Task directions => Write out the listing exactly as it is given.

::::

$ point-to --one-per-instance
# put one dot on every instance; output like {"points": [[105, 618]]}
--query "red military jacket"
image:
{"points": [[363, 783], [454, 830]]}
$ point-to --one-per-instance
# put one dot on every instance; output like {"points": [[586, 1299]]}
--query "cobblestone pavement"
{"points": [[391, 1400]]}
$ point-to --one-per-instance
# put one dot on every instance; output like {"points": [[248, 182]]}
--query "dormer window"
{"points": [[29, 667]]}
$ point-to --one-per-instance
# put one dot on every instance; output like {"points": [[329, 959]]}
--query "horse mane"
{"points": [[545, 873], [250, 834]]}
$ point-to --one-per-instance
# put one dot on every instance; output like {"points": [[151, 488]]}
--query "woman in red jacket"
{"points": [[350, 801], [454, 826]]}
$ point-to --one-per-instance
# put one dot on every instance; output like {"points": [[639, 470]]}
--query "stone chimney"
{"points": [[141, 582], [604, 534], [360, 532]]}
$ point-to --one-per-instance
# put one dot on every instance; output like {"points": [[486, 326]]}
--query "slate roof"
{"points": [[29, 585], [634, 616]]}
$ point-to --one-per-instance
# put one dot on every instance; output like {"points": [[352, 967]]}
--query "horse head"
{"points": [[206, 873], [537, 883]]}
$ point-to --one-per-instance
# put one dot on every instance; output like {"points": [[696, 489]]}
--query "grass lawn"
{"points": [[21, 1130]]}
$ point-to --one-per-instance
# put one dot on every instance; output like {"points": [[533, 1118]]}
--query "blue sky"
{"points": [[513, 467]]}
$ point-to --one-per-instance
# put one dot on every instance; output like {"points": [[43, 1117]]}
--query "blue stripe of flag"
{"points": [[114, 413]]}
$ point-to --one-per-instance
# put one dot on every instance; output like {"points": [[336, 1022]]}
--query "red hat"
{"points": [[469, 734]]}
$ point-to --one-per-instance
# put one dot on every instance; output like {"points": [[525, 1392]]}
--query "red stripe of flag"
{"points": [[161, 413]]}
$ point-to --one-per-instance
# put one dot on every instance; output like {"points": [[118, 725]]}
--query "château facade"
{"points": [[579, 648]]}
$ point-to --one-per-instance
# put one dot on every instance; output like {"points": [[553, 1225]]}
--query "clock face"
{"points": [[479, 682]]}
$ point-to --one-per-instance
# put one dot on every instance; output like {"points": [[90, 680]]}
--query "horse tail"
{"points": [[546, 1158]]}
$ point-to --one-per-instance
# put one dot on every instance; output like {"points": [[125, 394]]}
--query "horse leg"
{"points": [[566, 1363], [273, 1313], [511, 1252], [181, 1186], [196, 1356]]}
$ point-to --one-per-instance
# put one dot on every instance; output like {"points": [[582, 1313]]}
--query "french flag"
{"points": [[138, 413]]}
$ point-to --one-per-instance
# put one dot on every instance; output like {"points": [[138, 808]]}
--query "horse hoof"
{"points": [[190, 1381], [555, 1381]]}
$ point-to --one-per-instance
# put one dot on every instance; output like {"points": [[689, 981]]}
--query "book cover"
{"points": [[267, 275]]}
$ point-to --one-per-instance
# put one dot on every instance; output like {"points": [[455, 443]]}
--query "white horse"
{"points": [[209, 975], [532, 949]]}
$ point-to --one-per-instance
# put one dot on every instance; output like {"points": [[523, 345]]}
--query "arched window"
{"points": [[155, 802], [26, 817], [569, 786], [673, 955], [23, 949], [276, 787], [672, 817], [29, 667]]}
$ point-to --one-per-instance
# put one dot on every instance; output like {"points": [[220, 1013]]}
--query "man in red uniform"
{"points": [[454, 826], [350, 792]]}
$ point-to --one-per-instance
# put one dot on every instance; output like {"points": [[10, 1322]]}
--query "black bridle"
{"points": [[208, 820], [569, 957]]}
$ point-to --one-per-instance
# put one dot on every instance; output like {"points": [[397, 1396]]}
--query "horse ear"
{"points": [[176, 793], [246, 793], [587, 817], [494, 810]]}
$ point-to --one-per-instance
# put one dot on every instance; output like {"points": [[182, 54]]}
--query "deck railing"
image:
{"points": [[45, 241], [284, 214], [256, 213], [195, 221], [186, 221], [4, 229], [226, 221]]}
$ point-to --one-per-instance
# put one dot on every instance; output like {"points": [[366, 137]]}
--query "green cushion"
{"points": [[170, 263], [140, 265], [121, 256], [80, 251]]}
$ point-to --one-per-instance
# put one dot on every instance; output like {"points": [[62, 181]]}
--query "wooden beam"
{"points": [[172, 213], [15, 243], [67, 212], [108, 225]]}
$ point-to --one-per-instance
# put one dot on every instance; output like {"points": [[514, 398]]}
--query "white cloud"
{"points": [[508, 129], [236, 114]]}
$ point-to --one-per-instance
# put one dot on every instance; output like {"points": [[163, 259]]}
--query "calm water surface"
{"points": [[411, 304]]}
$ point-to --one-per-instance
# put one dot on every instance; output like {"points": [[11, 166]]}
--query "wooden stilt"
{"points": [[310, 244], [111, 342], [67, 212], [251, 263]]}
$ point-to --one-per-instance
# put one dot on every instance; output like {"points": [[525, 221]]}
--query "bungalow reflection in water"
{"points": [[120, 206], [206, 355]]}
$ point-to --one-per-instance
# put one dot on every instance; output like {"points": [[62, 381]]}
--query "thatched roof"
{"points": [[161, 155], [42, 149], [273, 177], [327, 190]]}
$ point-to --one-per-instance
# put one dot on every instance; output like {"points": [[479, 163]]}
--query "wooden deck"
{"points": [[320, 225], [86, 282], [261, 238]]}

::::

Solution =>
$ point-to --one-per-instance
# put one dot on every instance; output like {"points": [[105, 618]]}
--query "red military jacket"
image:
{"points": [[363, 783], [454, 830]]}
$ point-to --one-per-instance
# put one dot on every instance; output like {"points": [[586, 1299]]}
--query "cobblestone pavement"
{"points": [[391, 1400]]}
$ point-to --one-per-instance
# put one dot on every instance; output like {"points": [[248, 182]]}
--query "dormer window"
{"points": [[29, 667]]}
$ point-to --one-per-instance
# put one dot on every instance; output like {"points": [[329, 959]]}
--query "horse mane"
{"points": [[545, 873], [250, 834]]}
$ point-to --one-per-instance
# put one dot on every instance; output like {"points": [[151, 488]]}
--query "woman in red jacket"
{"points": [[350, 801], [454, 826]]}
$ point-to --one-per-instance
# put one dot on every instance; output like {"points": [[639, 470]]}
--query "stone chimney"
{"points": [[141, 582], [604, 534], [360, 532]]}
$ point-to --one-per-instance
# put one dot on every instance; output like {"points": [[486, 326]]}
--query "slate roof"
{"points": [[29, 585], [634, 616]]}
$ point-to --one-per-instance
# put one dot on every instance; output like {"points": [[352, 967]]}
--query "horse head"
{"points": [[206, 873], [537, 883]]}
$ point-to --one-per-instance
# put one dot on every instance; output like {"points": [[696, 489]]}
--query "grass lawn"
{"points": [[21, 1130]]}
$ point-to --one-per-instance
# put one dot on every instance; output like {"points": [[533, 1118]]}
--query "blue sky"
{"points": [[513, 467]]}
$ point-to --one-per-instance
# put one dot on every instance; output like {"points": [[43, 1117]]}
--query "blue stripe of flag"
{"points": [[114, 413]]}
$ point-to --one-per-instance
# put one dot on every instance; output like {"points": [[336, 1022]]}
--query "red hat"
{"points": [[469, 734]]}
$ point-to --one-per-instance
# put one dot on every instance; output like {"points": [[525, 1392]]}
--query "red stripe of flag"
{"points": [[161, 413]]}
$ point-to --one-per-instance
# put one dot on every instance; output like {"points": [[118, 725]]}
--query "château facade"
{"points": [[579, 648]]}
$ point-to --one-per-instance
# put one dot on every instance; output like {"points": [[553, 1225]]}
--query "clock face"
{"points": [[479, 682]]}
$ point-to --one-per-instance
# put one dot on every instance; output like {"points": [[90, 680]]}
--query "horse tail"
{"points": [[546, 1158]]}
$ point-to --one-per-instance
# put one dot on every instance; output like {"points": [[125, 394]]}
--query "horse leg"
{"points": [[566, 1363], [273, 1313], [511, 1252], [181, 1186], [196, 1356]]}
$ point-to --one-per-instance
# put one dot on every instance; output like {"points": [[582, 1313]]}
--query "french flag"
{"points": [[138, 413]]}
$ point-to --one-per-instance
# put one dot on every instance; output like {"points": [[138, 808]]}
--query "horse hoof"
{"points": [[190, 1381], [555, 1381]]}
$ point-to --one-per-instance
# put one dot on every instance; output like {"points": [[689, 981]]}
--query "book cover"
{"points": [[267, 275]]}
$ point-to --one-per-instance
# put one dot on every instance; output like {"points": [[455, 443]]}
--query "white horse"
{"points": [[209, 975], [532, 949]]}
$ point-to --one-per-instance
# put one dot on every instance; output like {"points": [[523, 345]]}
--query "arched window"
{"points": [[155, 802], [26, 817], [569, 786], [673, 955], [23, 949], [276, 787], [672, 817], [29, 667]]}
$ point-to --one-per-instance
# put one dot on every instance; output like {"points": [[220, 1013]]}
--query "man in red uniform"
{"points": [[454, 826], [350, 792]]}
$ point-to --one-per-instance
# put one dot on every instance; output like {"points": [[10, 1322]]}
--query "black bridle"
{"points": [[208, 820], [569, 957]]}
$ point-to --one-per-instance
# put one dot on every instance; output like {"points": [[397, 1396]]}
--query "horse ear"
{"points": [[176, 793], [246, 793], [587, 817], [494, 810]]}
$ point-to --one-per-instance
# put one dot on every instance; output like {"points": [[182, 54]]}
--query "deck railing"
image:
{"points": [[45, 241], [284, 214], [256, 213], [195, 221], [186, 221], [4, 229], [226, 221]]}
$ point-to --one-per-instance
# put one dot on every instance; output like {"points": [[366, 137]]}
--query "green cushion"
{"points": [[170, 263], [140, 265], [121, 256], [80, 251]]}
$ point-to --one-per-instance
# put one dot on every instance; output like {"points": [[62, 181]]}
--query "wooden beam"
{"points": [[172, 213], [15, 243], [67, 212], [108, 225]]}
$ point-to --one-per-instance
# put one dot on every instance; output like {"points": [[514, 398]]}
--query "white cloud"
{"points": [[508, 129], [236, 114]]}
$ point-to --one-per-instance
# put one dot on every instance; output like {"points": [[163, 259]]}
--query "calm water surface"
{"points": [[411, 304]]}
$ point-to --one-per-instance
# put one dot on every instance; output like {"points": [[11, 166]]}
--query "wooden stilt"
{"points": [[310, 244], [111, 342], [67, 212], [251, 263]]}
$ point-to --one-per-instance
# put one dot on every instance; output like {"points": [[525, 221]]}
--query "bungalow reflection in water"
{"points": [[120, 206], [206, 355]]}
$ point-to --one-per-instance
# put one dot on every instance; output like {"points": [[62, 381]]}
--query "thatched roof"
{"points": [[161, 155], [42, 149], [273, 177], [327, 190]]}
$ point-to --one-per-instance
# put one dot on every instance; output like {"points": [[479, 163]]}
--query "wooden deck"
{"points": [[320, 225], [86, 282], [261, 238]]}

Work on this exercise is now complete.